(Items from a dataset)
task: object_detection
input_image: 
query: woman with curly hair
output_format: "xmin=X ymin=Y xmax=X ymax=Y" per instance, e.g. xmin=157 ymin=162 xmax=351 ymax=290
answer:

* * *

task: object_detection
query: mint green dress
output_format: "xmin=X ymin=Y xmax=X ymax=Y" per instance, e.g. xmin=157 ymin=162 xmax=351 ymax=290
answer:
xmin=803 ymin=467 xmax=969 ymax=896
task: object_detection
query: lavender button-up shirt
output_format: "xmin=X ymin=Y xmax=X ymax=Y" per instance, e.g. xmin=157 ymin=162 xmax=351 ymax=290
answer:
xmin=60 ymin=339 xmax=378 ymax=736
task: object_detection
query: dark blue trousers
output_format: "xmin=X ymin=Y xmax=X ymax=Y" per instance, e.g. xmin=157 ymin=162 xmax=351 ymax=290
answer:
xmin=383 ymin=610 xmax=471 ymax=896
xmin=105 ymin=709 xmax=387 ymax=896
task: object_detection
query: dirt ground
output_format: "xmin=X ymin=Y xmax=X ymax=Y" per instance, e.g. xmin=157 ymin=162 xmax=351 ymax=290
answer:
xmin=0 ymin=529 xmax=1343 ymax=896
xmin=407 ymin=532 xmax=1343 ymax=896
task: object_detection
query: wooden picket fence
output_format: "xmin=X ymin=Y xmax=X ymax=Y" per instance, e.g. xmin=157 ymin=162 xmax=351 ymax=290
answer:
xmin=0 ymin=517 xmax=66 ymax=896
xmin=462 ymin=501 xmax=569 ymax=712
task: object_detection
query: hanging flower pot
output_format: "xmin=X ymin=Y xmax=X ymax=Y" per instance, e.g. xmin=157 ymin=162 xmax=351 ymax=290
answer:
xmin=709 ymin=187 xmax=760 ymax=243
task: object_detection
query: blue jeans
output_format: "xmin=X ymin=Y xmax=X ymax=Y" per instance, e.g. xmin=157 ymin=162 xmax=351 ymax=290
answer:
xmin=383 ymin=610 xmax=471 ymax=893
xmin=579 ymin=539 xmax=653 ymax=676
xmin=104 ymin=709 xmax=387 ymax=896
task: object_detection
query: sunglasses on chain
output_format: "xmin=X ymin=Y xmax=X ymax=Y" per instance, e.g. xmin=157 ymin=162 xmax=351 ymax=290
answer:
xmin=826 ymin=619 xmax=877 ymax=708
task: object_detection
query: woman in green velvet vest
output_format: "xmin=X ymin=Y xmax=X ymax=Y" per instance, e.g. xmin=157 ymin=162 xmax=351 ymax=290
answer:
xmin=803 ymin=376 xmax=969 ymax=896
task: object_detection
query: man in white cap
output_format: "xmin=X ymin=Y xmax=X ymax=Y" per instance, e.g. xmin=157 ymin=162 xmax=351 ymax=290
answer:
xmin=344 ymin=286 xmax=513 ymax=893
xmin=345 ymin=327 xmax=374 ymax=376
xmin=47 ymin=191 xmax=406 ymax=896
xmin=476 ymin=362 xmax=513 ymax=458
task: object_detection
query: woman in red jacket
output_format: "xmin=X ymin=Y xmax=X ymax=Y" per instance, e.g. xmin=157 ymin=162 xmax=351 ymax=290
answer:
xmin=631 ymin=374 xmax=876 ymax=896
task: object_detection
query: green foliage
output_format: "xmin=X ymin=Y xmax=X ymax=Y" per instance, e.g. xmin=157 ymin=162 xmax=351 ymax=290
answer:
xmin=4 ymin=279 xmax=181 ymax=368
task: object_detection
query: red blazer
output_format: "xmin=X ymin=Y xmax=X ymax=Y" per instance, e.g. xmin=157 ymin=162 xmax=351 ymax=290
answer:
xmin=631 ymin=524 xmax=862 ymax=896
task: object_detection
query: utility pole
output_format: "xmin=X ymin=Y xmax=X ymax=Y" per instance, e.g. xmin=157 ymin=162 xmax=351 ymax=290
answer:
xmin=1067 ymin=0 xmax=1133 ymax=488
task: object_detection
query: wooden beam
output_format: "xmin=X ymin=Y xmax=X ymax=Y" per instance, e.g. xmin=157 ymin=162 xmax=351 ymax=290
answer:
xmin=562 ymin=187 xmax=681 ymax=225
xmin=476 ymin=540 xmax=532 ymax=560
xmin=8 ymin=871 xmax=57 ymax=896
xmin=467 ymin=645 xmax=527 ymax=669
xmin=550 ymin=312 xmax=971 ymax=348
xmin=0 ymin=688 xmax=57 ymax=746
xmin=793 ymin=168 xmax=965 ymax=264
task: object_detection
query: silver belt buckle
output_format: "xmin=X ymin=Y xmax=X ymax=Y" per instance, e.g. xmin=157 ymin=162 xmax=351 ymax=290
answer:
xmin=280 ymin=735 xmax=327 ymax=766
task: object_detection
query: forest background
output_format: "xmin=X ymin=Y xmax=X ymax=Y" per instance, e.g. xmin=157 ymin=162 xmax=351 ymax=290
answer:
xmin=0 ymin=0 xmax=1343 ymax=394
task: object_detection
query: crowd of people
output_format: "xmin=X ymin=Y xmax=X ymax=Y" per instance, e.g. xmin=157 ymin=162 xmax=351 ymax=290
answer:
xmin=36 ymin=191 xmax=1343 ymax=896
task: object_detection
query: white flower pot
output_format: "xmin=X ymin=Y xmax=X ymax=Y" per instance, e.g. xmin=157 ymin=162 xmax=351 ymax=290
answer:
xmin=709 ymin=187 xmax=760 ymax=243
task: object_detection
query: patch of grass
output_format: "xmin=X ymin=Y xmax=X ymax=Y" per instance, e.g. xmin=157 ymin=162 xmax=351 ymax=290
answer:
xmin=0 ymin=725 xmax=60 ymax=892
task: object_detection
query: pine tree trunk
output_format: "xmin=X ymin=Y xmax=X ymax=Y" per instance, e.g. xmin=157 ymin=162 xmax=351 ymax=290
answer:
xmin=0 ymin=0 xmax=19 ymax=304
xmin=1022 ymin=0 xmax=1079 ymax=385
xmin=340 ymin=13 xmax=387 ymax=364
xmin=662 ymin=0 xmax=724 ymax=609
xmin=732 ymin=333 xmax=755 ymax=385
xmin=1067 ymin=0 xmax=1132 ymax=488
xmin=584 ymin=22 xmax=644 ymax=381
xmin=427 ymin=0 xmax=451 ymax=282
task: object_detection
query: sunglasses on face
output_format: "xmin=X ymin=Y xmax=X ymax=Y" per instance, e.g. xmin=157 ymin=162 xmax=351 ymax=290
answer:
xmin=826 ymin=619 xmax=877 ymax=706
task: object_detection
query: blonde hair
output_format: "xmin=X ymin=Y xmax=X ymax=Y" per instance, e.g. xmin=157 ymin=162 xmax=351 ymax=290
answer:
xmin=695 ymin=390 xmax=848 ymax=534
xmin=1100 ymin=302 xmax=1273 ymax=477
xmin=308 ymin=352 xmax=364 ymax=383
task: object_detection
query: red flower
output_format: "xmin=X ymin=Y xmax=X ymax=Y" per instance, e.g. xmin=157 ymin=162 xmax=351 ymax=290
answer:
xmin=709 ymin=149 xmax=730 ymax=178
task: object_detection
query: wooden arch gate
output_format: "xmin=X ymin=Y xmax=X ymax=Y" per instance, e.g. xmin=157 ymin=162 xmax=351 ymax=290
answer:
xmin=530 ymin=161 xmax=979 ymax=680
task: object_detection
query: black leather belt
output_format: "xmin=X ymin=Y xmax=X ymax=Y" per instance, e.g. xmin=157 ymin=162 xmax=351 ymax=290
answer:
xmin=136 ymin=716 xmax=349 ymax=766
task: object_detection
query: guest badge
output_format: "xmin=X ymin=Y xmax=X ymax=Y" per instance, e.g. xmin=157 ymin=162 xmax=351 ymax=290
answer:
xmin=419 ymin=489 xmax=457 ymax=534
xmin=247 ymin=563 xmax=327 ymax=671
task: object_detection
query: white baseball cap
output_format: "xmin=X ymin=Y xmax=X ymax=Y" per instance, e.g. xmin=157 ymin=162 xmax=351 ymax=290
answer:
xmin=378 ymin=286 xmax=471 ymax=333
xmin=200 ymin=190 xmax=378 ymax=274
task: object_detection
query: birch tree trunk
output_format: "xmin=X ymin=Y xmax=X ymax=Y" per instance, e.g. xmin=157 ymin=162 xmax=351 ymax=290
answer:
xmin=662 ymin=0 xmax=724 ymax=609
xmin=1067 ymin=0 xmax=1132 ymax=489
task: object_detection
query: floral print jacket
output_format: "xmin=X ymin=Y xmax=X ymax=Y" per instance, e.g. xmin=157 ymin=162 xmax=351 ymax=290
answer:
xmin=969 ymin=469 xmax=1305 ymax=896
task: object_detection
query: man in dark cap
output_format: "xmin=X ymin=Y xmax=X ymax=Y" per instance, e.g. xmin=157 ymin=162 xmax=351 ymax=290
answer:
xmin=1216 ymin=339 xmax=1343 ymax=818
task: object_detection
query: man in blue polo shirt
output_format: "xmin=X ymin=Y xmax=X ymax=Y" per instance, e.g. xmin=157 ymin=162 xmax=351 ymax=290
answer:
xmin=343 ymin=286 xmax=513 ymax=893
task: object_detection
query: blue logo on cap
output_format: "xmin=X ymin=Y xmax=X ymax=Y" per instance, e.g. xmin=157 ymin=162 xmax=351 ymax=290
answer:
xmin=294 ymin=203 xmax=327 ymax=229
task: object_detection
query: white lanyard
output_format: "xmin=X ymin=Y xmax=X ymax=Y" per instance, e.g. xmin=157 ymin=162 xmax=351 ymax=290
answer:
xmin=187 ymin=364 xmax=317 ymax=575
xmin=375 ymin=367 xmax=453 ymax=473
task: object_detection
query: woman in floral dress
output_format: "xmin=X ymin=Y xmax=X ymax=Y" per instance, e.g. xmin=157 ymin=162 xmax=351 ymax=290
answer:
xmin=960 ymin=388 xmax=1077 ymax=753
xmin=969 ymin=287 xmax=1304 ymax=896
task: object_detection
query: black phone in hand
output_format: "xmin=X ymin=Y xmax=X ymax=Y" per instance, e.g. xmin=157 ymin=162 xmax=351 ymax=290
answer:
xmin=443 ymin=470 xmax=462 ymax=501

...

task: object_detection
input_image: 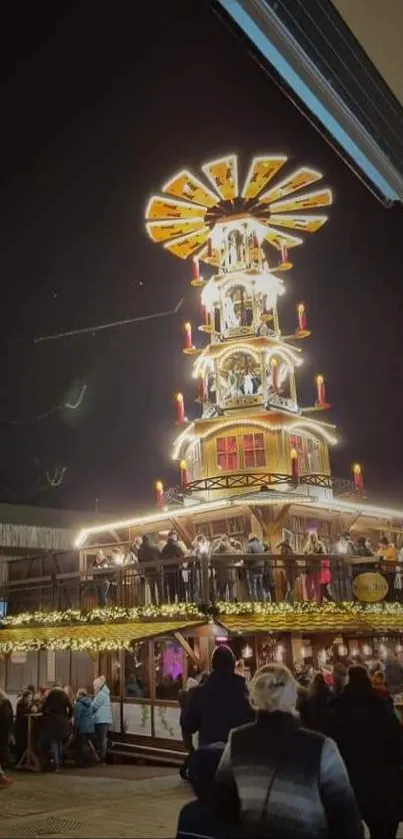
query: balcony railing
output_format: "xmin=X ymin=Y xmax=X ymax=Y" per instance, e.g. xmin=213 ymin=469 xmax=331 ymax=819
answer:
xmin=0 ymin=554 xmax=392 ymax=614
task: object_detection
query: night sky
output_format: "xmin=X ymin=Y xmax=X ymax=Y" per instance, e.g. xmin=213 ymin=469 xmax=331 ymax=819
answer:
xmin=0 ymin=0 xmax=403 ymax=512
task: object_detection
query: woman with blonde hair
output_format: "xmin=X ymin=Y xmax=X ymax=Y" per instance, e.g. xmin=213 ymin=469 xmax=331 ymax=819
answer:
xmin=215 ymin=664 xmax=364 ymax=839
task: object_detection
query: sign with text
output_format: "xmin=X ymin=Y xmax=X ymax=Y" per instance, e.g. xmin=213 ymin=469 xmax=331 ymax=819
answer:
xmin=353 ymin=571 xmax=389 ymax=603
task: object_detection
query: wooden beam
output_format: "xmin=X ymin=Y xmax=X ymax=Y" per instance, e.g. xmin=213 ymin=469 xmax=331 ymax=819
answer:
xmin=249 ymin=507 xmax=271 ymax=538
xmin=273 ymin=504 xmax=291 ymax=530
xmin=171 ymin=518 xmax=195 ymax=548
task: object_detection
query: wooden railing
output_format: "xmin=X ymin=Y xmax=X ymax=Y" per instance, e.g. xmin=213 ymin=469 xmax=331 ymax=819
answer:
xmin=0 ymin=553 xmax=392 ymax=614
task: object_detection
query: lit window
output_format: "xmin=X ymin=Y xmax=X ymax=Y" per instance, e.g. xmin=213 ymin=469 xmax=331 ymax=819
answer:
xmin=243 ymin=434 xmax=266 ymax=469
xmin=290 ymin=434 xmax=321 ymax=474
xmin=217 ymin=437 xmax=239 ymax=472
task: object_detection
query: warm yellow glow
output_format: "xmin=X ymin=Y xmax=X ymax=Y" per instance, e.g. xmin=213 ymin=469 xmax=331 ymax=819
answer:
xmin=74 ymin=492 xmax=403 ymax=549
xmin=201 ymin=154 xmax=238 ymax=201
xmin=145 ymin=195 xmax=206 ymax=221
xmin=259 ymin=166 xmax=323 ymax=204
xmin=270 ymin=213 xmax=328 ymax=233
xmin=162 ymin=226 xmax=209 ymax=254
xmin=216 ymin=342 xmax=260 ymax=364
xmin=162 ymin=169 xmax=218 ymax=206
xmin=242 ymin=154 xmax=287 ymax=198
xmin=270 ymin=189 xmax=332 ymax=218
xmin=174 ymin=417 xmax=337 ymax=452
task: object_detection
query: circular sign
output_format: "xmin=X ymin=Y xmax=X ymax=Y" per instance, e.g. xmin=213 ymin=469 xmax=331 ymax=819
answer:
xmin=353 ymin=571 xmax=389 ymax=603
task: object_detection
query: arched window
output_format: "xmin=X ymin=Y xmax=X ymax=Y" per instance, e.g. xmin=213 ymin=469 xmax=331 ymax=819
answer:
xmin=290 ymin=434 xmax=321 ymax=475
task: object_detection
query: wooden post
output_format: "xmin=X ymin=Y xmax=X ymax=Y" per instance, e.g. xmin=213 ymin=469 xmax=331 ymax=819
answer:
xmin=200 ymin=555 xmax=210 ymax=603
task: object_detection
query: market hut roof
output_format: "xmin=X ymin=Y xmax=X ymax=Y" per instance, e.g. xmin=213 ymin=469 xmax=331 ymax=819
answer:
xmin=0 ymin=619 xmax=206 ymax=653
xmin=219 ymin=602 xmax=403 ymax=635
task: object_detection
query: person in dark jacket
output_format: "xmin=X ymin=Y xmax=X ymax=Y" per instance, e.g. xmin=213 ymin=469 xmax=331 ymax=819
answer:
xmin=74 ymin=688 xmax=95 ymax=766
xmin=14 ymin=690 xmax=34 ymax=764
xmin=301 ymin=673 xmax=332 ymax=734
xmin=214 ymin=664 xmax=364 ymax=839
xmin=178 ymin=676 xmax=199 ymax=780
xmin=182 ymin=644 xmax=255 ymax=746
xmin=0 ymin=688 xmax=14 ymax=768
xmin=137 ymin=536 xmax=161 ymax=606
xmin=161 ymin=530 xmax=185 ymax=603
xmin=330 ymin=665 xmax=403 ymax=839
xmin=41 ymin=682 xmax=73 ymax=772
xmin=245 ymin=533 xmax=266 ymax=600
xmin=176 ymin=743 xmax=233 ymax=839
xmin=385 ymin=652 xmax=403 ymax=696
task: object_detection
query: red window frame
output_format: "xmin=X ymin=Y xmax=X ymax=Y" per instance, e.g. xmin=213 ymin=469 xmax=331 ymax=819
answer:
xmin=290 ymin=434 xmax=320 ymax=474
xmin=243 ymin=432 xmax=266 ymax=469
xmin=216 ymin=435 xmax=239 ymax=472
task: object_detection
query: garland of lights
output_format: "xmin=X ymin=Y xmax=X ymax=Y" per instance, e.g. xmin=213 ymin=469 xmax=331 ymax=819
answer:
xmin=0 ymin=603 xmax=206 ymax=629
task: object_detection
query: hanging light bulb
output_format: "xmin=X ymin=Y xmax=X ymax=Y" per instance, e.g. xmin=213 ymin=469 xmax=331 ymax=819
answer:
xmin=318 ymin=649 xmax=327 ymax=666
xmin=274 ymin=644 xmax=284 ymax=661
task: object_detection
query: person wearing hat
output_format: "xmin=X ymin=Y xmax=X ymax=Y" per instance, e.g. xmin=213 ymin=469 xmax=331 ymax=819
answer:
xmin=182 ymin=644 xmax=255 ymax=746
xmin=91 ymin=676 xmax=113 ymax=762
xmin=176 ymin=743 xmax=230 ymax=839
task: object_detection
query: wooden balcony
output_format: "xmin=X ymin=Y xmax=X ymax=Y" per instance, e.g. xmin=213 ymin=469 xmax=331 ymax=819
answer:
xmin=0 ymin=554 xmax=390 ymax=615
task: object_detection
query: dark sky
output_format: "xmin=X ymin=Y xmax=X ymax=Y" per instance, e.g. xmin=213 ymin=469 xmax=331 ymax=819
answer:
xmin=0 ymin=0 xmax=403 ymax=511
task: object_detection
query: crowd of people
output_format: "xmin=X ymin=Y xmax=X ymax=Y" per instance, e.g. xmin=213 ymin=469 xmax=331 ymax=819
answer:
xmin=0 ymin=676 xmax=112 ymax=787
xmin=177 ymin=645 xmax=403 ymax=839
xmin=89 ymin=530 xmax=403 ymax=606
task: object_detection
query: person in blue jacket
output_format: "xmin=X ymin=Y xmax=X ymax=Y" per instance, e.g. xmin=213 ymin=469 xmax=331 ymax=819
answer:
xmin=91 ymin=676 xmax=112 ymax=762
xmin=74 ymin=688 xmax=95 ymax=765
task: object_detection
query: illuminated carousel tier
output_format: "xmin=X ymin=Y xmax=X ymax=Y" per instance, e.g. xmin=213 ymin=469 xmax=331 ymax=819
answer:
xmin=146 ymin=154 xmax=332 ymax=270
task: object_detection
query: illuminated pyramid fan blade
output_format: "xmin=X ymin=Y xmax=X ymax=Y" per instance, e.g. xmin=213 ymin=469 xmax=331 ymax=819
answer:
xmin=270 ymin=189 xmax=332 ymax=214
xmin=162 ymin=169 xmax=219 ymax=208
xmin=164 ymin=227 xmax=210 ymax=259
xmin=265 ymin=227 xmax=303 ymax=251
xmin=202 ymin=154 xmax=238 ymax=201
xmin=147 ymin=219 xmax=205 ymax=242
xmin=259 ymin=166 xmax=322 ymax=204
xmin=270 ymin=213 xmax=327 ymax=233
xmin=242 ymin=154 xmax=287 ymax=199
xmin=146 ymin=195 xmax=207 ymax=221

Direction »
Select every line in the records above that contains the word "jacket" and copy each one out in full.

The completed task »
query: woman in red jacket
query: floral print jacket
query: person in dark jacket
query: person in blue jacket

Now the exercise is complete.